• [BRIEF] Restate word for word the entries below, starting with the line with "[spot] the dormer" and continuing through the line with "[spot] the row". Include both of those lines and no others.

• [DATA FOR REVIEW]
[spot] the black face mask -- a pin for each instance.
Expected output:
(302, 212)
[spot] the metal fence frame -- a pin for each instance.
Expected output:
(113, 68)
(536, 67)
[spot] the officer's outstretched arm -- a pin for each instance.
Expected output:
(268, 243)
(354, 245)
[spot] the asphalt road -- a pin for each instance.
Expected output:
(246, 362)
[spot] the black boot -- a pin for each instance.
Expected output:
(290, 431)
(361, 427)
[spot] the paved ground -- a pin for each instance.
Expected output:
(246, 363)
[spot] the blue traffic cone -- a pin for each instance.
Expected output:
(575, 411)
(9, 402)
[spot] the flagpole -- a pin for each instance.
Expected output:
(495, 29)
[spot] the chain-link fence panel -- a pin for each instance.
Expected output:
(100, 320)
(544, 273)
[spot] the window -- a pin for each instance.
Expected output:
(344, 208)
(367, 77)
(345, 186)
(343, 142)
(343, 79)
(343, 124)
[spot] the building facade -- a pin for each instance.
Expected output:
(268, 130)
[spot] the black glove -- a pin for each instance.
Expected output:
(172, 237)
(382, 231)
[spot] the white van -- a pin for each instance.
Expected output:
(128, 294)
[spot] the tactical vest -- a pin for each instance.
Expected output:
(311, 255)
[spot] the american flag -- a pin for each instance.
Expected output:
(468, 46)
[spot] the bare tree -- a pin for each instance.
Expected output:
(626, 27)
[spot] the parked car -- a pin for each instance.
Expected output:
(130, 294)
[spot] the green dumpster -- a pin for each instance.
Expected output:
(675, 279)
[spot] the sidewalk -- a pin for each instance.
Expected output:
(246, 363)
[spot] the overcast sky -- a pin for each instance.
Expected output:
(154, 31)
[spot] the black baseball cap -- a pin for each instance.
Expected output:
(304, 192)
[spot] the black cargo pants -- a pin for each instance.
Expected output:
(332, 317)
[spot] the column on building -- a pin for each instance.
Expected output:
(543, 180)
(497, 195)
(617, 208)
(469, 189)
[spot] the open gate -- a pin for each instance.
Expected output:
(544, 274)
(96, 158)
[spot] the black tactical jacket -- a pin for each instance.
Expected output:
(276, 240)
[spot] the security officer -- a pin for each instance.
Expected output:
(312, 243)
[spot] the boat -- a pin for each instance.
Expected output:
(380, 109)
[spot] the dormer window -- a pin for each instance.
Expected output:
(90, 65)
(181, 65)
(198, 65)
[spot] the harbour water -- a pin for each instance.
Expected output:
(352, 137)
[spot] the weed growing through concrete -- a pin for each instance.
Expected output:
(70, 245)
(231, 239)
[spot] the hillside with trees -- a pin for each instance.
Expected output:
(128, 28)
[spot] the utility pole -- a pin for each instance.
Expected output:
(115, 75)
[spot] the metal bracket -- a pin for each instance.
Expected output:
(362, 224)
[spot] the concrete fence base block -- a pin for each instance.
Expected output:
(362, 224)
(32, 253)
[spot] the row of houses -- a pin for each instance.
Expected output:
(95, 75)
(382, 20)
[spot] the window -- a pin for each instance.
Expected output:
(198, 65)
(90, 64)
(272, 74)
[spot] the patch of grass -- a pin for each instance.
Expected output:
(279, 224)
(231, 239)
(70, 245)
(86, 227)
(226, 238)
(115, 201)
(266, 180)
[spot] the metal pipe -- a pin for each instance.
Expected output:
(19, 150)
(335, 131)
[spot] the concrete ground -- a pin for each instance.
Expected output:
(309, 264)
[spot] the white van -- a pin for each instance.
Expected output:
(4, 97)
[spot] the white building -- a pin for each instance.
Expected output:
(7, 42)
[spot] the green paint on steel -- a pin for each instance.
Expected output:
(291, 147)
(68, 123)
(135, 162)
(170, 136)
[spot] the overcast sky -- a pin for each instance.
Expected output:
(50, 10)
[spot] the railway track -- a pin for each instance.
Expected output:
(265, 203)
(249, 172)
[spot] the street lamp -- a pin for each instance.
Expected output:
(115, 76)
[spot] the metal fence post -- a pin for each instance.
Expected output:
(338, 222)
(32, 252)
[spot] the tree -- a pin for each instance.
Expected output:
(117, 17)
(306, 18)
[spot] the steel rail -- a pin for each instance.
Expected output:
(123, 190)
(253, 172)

• [EXPECTED ANSWER]
[spot] the dormer window -- a pin for each instance.
Expected output:
(90, 65)
(181, 65)
(198, 65)
[spot] the harbour water -- a pin for each instance.
Expected output:
(352, 137)
[spot] the weed growing through concrete -- a pin for each instance.
Expected output:
(70, 245)
(231, 239)
[spot] the hillside with trees -- a pin for each instance.
Expected output:
(128, 28)
[spot] the utility pole -- a pin for each instance.
Expected output:
(115, 75)
[spot] the metal bracket -- a pin for each instance.
Expected output:
(362, 224)
[spot] the concrete fence base block -- a pin for each instance.
Expected output:
(362, 224)
(32, 253)
[spot] the row of houses -- a pin for each instance.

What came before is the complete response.